> [Source extract]
┌──

No. Can you post sample pics?
 
russ_watters said:
No. Can you post sample pics?

If I post a picture, it will just look like a picture of the night sky. I'm trying to say that when I take a picture with flash, I can see several stars that the camera is pointed at become brighter for a second. It doesn't make any sense to me because all of those stars are many light-years away.
 
Black and white photo emulsions consists of grains of silver iodide in an organic matrix. To develop a photograph each grain of silver iodide must absorb a multiple number of light quanta before it becomes unstable and decomposes the translucent grain into silver. (The larger the grain, the more quanta are required.) When this happens the grain explodes leaving a small black spot of finely dispersed silver.

The larger the "grain"-- a single crystal of silver iodide actually--the more electromagnetic quanta are required to make it disassociate. But some clever fool discovered that he could sensitize film by pre-exposing it in a bath of low intensity light. After this is done the number of photons required to hit the explosion threshold for a crystal of SI is lowered; it requires fewer photons to cause the crystal to explode and put a spot on the film.

[btw, this is called pre exposed film.]

Your eyes works in the same fashion. It takes multiple photons to trigger a rod or cone to send a neural impulse to your brain.

It is possible that the back scatter from the flash, trips the photon count threshold on the retinal image where the stars are projected onto your retina, but is sufficiently weak that the critical threshold, where there are no stars, is not reached. So for a brief fraction of a second you could perceive better contrast of a star field.

Or are you looking at an enhanced image on a monitor?

└──

> [Assigned task 1] Can you write out the listing lines word for word, starting at the line that contains "</instance>" and ending at the line that contains "positive clicks: (393, 243)", with both of those lines included?

> [Listed records]
┌──

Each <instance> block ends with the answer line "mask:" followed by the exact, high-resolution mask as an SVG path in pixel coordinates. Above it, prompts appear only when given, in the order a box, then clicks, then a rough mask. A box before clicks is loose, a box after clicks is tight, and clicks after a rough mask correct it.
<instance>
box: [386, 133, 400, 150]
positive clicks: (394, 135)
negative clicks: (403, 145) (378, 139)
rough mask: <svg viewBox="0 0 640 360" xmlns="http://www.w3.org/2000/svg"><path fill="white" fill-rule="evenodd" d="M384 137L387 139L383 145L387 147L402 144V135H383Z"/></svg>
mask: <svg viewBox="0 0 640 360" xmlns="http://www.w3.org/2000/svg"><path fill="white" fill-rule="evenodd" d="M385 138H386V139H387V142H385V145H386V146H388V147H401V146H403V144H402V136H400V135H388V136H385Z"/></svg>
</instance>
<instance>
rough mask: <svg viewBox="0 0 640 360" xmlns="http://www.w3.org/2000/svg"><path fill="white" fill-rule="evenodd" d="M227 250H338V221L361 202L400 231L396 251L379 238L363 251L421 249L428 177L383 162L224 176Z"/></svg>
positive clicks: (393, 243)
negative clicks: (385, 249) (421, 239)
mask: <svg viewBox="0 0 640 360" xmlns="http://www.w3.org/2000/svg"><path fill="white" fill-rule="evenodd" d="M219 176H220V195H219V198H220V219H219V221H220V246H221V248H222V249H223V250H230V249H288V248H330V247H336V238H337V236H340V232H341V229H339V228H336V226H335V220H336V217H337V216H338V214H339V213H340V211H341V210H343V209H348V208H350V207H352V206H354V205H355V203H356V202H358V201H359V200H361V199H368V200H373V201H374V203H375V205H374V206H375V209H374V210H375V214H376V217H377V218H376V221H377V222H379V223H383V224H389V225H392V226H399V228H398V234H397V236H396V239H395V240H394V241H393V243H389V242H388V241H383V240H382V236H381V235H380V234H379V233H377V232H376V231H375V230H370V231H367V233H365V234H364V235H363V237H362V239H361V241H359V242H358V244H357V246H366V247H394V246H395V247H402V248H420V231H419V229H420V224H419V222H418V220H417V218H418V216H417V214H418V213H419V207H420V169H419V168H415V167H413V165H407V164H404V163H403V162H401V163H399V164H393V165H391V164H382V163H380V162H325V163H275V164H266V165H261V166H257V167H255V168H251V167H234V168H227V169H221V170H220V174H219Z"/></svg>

└──

> [Assigned task 2] In the forum thread about stars brightening under a camera flash, copy the passage verbatim, starting at "If I post a" and ending at "finely dispersed silver.".

> [Answer section 1]
</instance>
<instance>
rough mask: <svg viewBox="0 0 640 360" xmlns="http://www.w3.org/2000/svg"><path fill="white" fill-rule="evenodd" d="M227 250H338V221L361 202L400 231L396 251L379 238L363 251L421 249L428 177L383 162L224 176Z"/></svg>
positive clicks: (393, 243)

> [Answer section 2]
If I post a picture, it will just look like a picture of the night sky. I'm trying to say that when I take a picture with flash, I can see several stars that the camera is pointed at become brighter for a second. It doesn't make any sense to me because all of those stars are many light-years away.
 
Black and white photo emulsions consists of grains of silver iodide in an organic matrix. To develop a photograph each grain of silver iodide must absorb a multiple number of light quanta before it becomes unstable and decomposes the translucent grain into silver. (The larger the grain, the more quanta are required.) When this happens the grain explodes leaving a small black spot of finely dispersed silver.